Can you set down the listing word for word, starting with its first line and going on through the line containing "59 113 L 72", with the pictures left out?

-------

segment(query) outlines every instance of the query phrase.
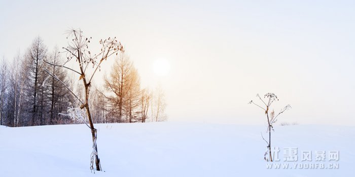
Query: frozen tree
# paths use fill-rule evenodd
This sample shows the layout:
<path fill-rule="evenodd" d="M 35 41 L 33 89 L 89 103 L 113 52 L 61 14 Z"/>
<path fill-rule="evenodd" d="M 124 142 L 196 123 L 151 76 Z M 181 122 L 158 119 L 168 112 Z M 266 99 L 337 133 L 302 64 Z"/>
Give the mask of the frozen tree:
<path fill-rule="evenodd" d="M 0 65 L 0 125 L 3 124 L 3 119 L 4 119 L 3 108 L 5 106 L 5 97 L 8 90 L 8 63 L 4 57 Z"/>
<path fill-rule="evenodd" d="M 156 122 L 164 121 L 167 116 L 165 114 L 165 95 L 160 85 L 155 89 L 155 92 L 153 94 L 152 99 L 152 121 L 154 118 Z"/>
<path fill-rule="evenodd" d="M 124 114 L 127 115 L 130 91 L 133 85 L 134 70 L 132 62 L 125 53 L 120 55 L 112 67 L 109 78 L 105 77 L 105 88 L 109 94 L 104 94 L 111 103 L 111 111 L 117 115 L 117 122 L 122 122 Z"/>
<path fill-rule="evenodd" d="M 31 61 L 29 72 L 30 89 L 28 90 L 28 94 L 32 97 L 32 115 L 31 121 L 32 125 L 36 124 L 36 121 L 38 121 L 41 123 L 41 124 L 42 124 L 44 88 L 42 86 L 42 84 L 45 79 L 42 69 L 43 60 L 46 57 L 47 52 L 47 47 L 44 45 L 43 40 L 41 37 L 37 37 L 33 40 L 25 56 Z M 39 118 L 40 120 L 38 120 Z"/>
<path fill-rule="evenodd" d="M 56 47 L 48 55 L 48 61 L 55 65 L 47 65 L 49 66 L 46 66 L 46 69 L 51 72 L 52 75 L 56 75 L 65 85 L 68 85 L 70 80 L 64 68 L 56 66 L 61 60 L 61 56 L 58 52 L 59 49 Z M 59 113 L 72 106 L 73 96 L 64 85 L 54 77 L 51 77 L 45 80 L 43 85 L 45 87 L 46 100 L 49 102 L 46 104 L 48 105 L 50 113 L 49 120 L 46 123 L 49 124 L 64 123 L 63 120 L 61 119 L 62 116 Z"/>
<path fill-rule="evenodd" d="M 13 61 L 12 66 L 10 73 L 10 87 L 11 92 L 9 93 L 9 101 L 12 103 L 12 106 L 8 108 L 8 111 L 13 117 L 13 126 L 18 126 L 20 122 L 20 118 L 22 118 L 22 123 L 27 122 L 28 117 L 22 117 L 23 104 L 24 104 L 24 91 L 26 89 L 26 83 L 28 80 L 29 60 L 25 57 L 22 57 L 18 53 Z M 11 111 L 10 111 L 11 110 Z"/>
<path fill-rule="evenodd" d="M 151 102 L 152 94 L 148 89 L 144 89 L 140 94 L 140 114 L 142 122 L 145 122 L 147 118 L 149 103 Z"/>
<path fill-rule="evenodd" d="M 111 56 L 117 55 L 120 52 L 123 52 L 123 48 L 121 43 L 117 41 L 116 37 L 109 37 L 106 39 L 101 39 L 99 41 L 101 46 L 100 51 L 97 54 L 93 55 L 89 50 L 89 43 L 91 37 L 87 38 L 84 36 L 80 29 L 70 29 L 68 31 L 67 38 L 69 38 L 68 46 L 63 48 L 66 54 L 66 60 L 63 64 L 57 65 L 51 63 L 48 61 L 46 63 L 52 66 L 59 66 L 74 72 L 78 75 L 79 79 L 82 81 L 84 86 L 84 100 L 81 100 L 78 96 L 76 95 L 73 91 L 69 89 L 58 77 L 47 70 L 45 71 L 50 75 L 63 84 L 80 103 L 80 108 L 85 109 L 86 117 L 87 117 L 89 123 L 88 126 L 90 128 L 93 142 L 93 153 L 91 154 L 91 169 L 94 169 L 93 164 L 95 162 L 97 170 L 101 170 L 100 159 L 97 154 L 97 146 L 96 145 L 97 130 L 94 127 L 93 118 L 90 112 L 89 105 L 90 90 L 91 86 L 92 78 L 97 70 L 100 70 L 100 67 L 102 62 L 110 58 Z M 71 61 L 76 63 L 77 68 L 72 68 L 67 67 L 68 63 Z M 92 69 L 90 69 L 91 68 Z M 79 69 L 79 71 L 77 70 Z"/>
<path fill-rule="evenodd" d="M 267 118 L 268 127 L 267 131 L 269 134 L 269 141 L 268 142 L 265 139 L 264 139 L 264 137 L 262 137 L 262 134 L 263 139 L 265 140 L 267 144 L 267 147 L 268 150 L 268 152 L 267 151 L 265 154 L 264 159 L 266 161 L 272 161 L 272 156 L 271 153 L 271 130 L 273 131 L 274 130 L 273 124 L 277 120 L 277 118 L 280 114 L 283 113 L 285 111 L 291 109 L 291 106 L 290 105 L 288 105 L 282 108 L 277 115 L 275 115 L 275 112 L 273 110 L 272 111 L 270 111 L 270 106 L 273 103 L 276 101 L 278 101 L 277 97 L 273 93 L 268 93 L 265 94 L 265 95 L 264 96 L 264 99 L 265 99 L 265 101 L 263 100 L 261 97 L 260 97 L 259 94 L 257 94 L 257 97 L 259 98 L 260 100 L 261 100 L 261 102 L 262 103 L 262 104 L 261 104 L 262 106 L 255 103 L 253 100 L 249 102 L 249 104 L 253 104 L 262 109 L 265 111 L 264 113 L 266 115 L 266 118 Z"/>

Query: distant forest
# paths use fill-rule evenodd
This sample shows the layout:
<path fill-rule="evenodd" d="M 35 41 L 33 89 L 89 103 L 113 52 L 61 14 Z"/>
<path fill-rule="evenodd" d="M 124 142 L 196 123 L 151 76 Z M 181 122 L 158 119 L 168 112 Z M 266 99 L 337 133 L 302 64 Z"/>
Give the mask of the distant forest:
<path fill-rule="evenodd" d="M 80 110 L 79 100 L 85 99 L 85 93 L 78 81 L 82 78 L 73 76 L 62 66 L 67 58 L 61 50 L 56 47 L 49 51 L 38 37 L 24 54 L 19 52 L 12 60 L 3 57 L 0 124 L 16 127 L 86 121 L 70 116 L 70 112 Z M 166 103 L 161 87 L 141 88 L 137 70 L 125 52 L 111 59 L 114 64 L 102 78 L 104 83 L 90 85 L 88 105 L 94 123 L 165 120 Z"/>

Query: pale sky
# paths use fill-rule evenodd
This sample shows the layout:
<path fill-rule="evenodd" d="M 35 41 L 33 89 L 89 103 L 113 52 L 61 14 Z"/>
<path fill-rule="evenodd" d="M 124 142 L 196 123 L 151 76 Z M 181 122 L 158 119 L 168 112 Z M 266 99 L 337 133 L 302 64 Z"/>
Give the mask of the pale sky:
<path fill-rule="evenodd" d="M 50 50 L 66 46 L 65 31 L 81 28 L 93 43 L 122 42 L 142 85 L 165 90 L 169 121 L 263 124 L 247 103 L 272 92 L 275 111 L 293 107 L 279 122 L 355 125 L 354 9 L 340 1 L 1 0 L 0 55 L 12 60 L 38 35 Z M 153 72 L 157 60 L 169 63 L 166 75 Z"/>

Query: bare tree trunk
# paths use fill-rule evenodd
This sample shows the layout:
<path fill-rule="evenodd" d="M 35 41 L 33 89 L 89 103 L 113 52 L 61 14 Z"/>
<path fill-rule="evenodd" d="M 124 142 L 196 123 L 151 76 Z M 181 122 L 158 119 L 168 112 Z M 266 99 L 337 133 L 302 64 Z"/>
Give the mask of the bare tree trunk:
<path fill-rule="evenodd" d="M 267 117 L 267 123 L 269 124 L 269 155 L 270 156 L 270 161 L 272 161 L 272 156 L 271 155 L 271 125 L 270 124 L 269 119 L 269 108 L 266 108 L 266 116 Z"/>
<path fill-rule="evenodd" d="M 81 66 L 82 66 L 82 63 L 80 61 L 81 58 L 81 55 L 80 55 L 80 52 L 79 51 L 78 51 L 78 61 L 79 62 L 79 66 L 80 66 L 80 70 L 81 71 L 82 75 L 83 76 L 83 78 L 82 78 L 83 79 L 83 83 L 84 83 L 84 86 L 85 87 L 85 104 L 84 105 L 84 106 L 85 107 L 86 109 L 86 113 L 88 114 L 88 118 L 89 119 L 89 123 L 90 124 L 90 127 L 91 129 L 91 136 L 92 137 L 92 142 L 94 144 L 95 146 L 95 149 L 96 150 L 96 152 L 97 152 L 97 145 L 96 145 L 96 129 L 94 127 L 94 123 L 93 123 L 92 121 L 92 118 L 91 117 L 91 114 L 90 112 L 90 108 L 89 107 L 89 87 L 90 86 L 90 83 L 88 84 L 88 83 L 86 82 L 86 78 L 85 78 L 85 73 L 84 72 L 84 70 L 83 70 L 83 67 Z M 98 158 L 98 155 L 96 154 L 95 154 L 95 163 L 96 164 L 96 170 L 97 171 L 100 171 L 101 170 L 101 168 L 100 168 L 100 159 Z"/>

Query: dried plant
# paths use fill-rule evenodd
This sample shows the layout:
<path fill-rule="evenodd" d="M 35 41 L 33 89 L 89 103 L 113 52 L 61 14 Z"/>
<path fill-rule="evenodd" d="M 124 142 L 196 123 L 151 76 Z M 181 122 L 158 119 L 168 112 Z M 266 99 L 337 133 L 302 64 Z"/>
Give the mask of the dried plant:
<path fill-rule="evenodd" d="M 76 97 L 81 104 L 81 105 L 78 105 L 80 109 L 83 109 L 85 108 L 86 111 L 85 115 L 88 120 L 89 125 L 87 124 L 87 125 L 90 128 L 92 136 L 93 152 L 91 153 L 90 169 L 92 170 L 93 170 L 94 161 L 96 170 L 100 171 L 102 170 L 102 168 L 100 163 L 100 159 L 97 155 L 97 146 L 96 143 L 97 130 L 94 127 L 89 105 L 91 83 L 93 77 L 97 70 L 100 70 L 100 65 L 104 60 L 107 60 L 108 58 L 112 55 L 117 55 L 119 52 L 123 53 L 124 51 L 122 45 L 120 42 L 117 41 L 116 37 L 113 38 L 109 37 L 106 39 L 99 40 L 99 43 L 101 45 L 100 51 L 98 54 L 92 55 L 89 50 L 89 43 L 92 39 L 91 37 L 88 38 L 85 37 L 83 34 L 83 31 L 80 29 L 71 29 L 67 31 L 67 34 L 66 38 L 68 39 L 68 46 L 63 48 L 64 50 L 63 53 L 65 53 L 66 56 L 66 60 L 64 63 L 61 65 L 57 65 L 45 60 L 44 61 L 52 66 L 64 68 L 78 74 L 79 75 L 79 79 L 83 81 L 85 93 L 85 100 L 84 101 L 80 100 L 79 97 L 75 94 L 69 87 L 65 85 L 64 82 L 60 80 L 55 74 L 52 74 L 46 69 L 45 69 L 45 71 L 63 84 Z M 78 71 L 66 66 L 69 61 L 73 59 L 75 60 L 77 66 L 77 69 L 79 69 Z M 89 72 L 89 70 L 90 70 L 89 68 L 91 68 L 89 66 L 92 66 L 92 69 L 91 72 Z M 82 114 L 82 113 L 79 114 L 81 112 L 78 111 L 78 109 L 70 108 L 68 112 L 72 117 L 78 116 L 79 115 L 81 115 L 82 118 L 84 115 Z M 85 121 L 84 122 L 86 122 Z"/>
<path fill-rule="evenodd" d="M 255 103 L 253 100 L 249 102 L 248 104 L 253 104 L 265 111 L 264 113 L 266 115 L 266 118 L 267 118 L 268 127 L 267 132 L 269 133 L 269 141 L 268 142 L 266 141 L 263 137 L 262 134 L 261 135 L 263 139 L 266 142 L 266 144 L 267 144 L 267 147 L 268 151 L 267 151 L 264 154 L 264 159 L 266 161 L 272 161 L 272 156 L 271 154 L 271 130 L 273 131 L 274 130 L 273 124 L 277 121 L 277 118 L 280 114 L 283 113 L 286 110 L 291 109 L 291 106 L 290 105 L 288 105 L 281 109 L 278 114 L 275 115 L 275 112 L 273 110 L 270 111 L 270 108 L 272 103 L 278 101 L 277 96 L 273 93 L 268 93 L 265 94 L 264 96 L 264 99 L 265 101 L 263 100 L 259 94 L 257 94 L 257 98 L 258 98 L 261 101 L 262 104 L 262 104 L 263 106 L 261 106 L 259 104 Z M 264 105 L 265 105 L 265 107 Z"/>

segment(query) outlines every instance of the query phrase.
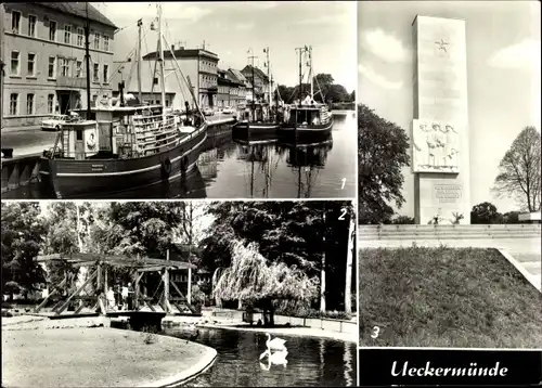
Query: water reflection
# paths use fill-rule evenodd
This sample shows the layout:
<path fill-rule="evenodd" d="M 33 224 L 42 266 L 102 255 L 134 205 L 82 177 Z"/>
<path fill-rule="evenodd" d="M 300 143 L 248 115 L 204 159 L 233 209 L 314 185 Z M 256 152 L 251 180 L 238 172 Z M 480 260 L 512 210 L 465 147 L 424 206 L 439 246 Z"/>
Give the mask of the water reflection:
<path fill-rule="evenodd" d="M 281 143 L 273 133 L 217 135 L 198 160 L 208 197 L 348 197 L 356 186 L 356 122 L 336 118 L 332 134 L 313 143 Z M 212 139 L 214 135 L 209 135 Z M 343 179 L 346 186 L 339 190 Z"/>
<path fill-rule="evenodd" d="M 179 331 L 172 328 L 167 329 L 166 334 L 182 337 Z M 281 337 L 286 339 L 287 358 L 269 361 L 259 360 L 261 352 L 267 349 L 264 334 L 199 328 L 198 337 L 193 340 L 215 348 L 218 358 L 209 371 L 186 383 L 185 386 L 344 387 L 353 385 L 356 372 L 351 367 L 351 361 L 349 364 L 345 362 L 345 354 L 350 354 L 350 357 L 356 354 L 354 344 L 309 337 L 282 335 Z"/>

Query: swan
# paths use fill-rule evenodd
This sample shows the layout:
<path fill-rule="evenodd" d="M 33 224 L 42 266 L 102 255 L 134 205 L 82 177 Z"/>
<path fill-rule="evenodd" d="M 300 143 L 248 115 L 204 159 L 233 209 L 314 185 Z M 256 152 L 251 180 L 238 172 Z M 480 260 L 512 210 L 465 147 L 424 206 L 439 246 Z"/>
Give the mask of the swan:
<path fill-rule="evenodd" d="M 266 346 L 268 347 L 269 352 L 271 352 L 272 350 L 275 350 L 275 351 L 286 350 L 286 347 L 284 346 L 284 344 L 286 344 L 286 340 L 279 338 L 279 337 L 271 339 L 271 334 L 269 334 L 269 333 L 266 333 L 266 336 L 268 337 L 268 340 L 266 341 Z"/>
<path fill-rule="evenodd" d="M 281 350 L 271 353 L 269 349 L 267 349 L 263 353 L 260 354 L 260 360 L 266 355 L 268 357 L 268 364 L 266 365 L 260 362 L 260 366 L 262 370 L 269 371 L 271 368 L 271 365 L 283 365 L 284 367 L 286 367 L 286 364 L 288 363 L 288 360 L 286 360 L 286 355 L 288 355 L 287 350 Z"/>

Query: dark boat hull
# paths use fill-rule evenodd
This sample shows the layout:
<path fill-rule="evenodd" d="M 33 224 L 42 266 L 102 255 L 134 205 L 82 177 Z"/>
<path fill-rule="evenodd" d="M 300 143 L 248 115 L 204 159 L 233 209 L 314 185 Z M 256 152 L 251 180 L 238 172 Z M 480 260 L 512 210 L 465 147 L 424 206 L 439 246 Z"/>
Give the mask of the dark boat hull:
<path fill-rule="evenodd" d="M 256 140 L 259 138 L 269 139 L 270 137 L 276 137 L 276 130 L 281 126 L 275 122 L 247 122 L 241 121 L 236 122 L 232 127 L 232 133 L 234 137 Z"/>
<path fill-rule="evenodd" d="M 207 126 L 182 139 L 170 150 L 131 159 L 49 159 L 42 157 L 40 181 L 42 190 L 56 198 L 92 198 L 153 183 L 186 178 L 193 170 L 203 144 Z"/>
<path fill-rule="evenodd" d="M 279 128 L 276 133 L 281 143 L 317 143 L 328 139 L 332 130 L 333 118 L 323 126 L 295 128 L 286 124 Z"/>

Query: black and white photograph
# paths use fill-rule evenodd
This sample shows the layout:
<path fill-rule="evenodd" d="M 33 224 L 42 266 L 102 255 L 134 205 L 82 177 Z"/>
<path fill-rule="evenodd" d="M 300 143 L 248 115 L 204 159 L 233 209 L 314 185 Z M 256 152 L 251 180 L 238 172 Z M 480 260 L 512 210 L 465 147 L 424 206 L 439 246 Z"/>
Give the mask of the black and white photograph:
<path fill-rule="evenodd" d="M 2 386 L 356 386 L 354 208 L 2 202 Z"/>
<path fill-rule="evenodd" d="M 353 198 L 356 2 L 7 2 L 2 196 Z"/>
<path fill-rule="evenodd" d="M 358 23 L 360 347 L 542 349 L 540 3 Z"/>

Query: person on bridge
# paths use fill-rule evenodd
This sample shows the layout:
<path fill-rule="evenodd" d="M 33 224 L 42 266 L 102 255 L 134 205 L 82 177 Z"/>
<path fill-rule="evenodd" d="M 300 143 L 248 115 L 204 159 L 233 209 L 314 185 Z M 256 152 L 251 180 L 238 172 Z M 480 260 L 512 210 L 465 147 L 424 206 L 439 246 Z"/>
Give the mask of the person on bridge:
<path fill-rule="evenodd" d="M 122 310 L 128 308 L 128 287 L 122 286 Z"/>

-------

* Correct response:
segment(query) outlines every instance of the query phrase.
Query: frozen tree
# paths use fill-rule evenodd
This sample shows the layout:
<path fill-rule="evenodd" d="M 35 41 L 33 89 L 89 103 L 113 52 L 61 14 Z"/>
<path fill-rule="evenodd" d="M 124 142 L 196 123 L 151 76 Z M 181 122 L 158 119 L 168 112 Z M 266 99 L 337 133 L 302 64 Z"/>
Give the mask of the frozen tree:
<path fill-rule="evenodd" d="M 0 65 L 0 125 L 3 124 L 3 119 L 4 119 L 3 108 L 5 106 L 5 97 L 8 90 L 8 63 L 4 57 Z"/>
<path fill-rule="evenodd" d="M 156 122 L 164 121 L 167 116 L 165 114 L 165 95 L 160 85 L 155 89 L 155 92 L 153 94 L 152 99 L 152 121 L 154 118 Z"/>
<path fill-rule="evenodd" d="M 124 114 L 127 115 L 130 91 L 133 85 L 134 70 L 132 62 L 125 53 L 120 55 L 112 67 L 109 78 L 105 77 L 105 88 L 109 94 L 104 94 L 111 103 L 111 111 L 117 115 L 117 122 L 122 122 Z"/>
<path fill-rule="evenodd" d="M 31 61 L 29 72 L 30 89 L 28 90 L 28 94 L 32 97 L 32 115 L 31 121 L 32 125 L 36 124 L 36 121 L 38 121 L 41 123 L 41 124 L 42 124 L 44 88 L 42 86 L 42 84 L 45 79 L 42 69 L 43 60 L 46 57 L 47 52 L 47 47 L 44 45 L 43 40 L 41 37 L 37 37 L 33 40 L 25 56 Z M 39 118 L 40 120 L 38 120 Z"/>
<path fill-rule="evenodd" d="M 56 47 L 48 55 L 48 61 L 55 65 L 47 65 L 49 66 L 46 66 L 46 69 L 51 72 L 52 75 L 56 75 L 65 85 L 68 85 L 70 80 L 64 68 L 56 66 L 61 60 L 61 56 L 58 52 L 59 49 Z M 59 113 L 72 106 L 73 96 L 64 85 L 54 77 L 51 77 L 45 80 L 43 85 L 45 87 L 46 100 L 49 102 L 46 104 L 48 105 L 50 113 L 49 120 L 46 123 L 49 124 L 64 123 L 63 120 L 61 119 L 62 116 Z"/>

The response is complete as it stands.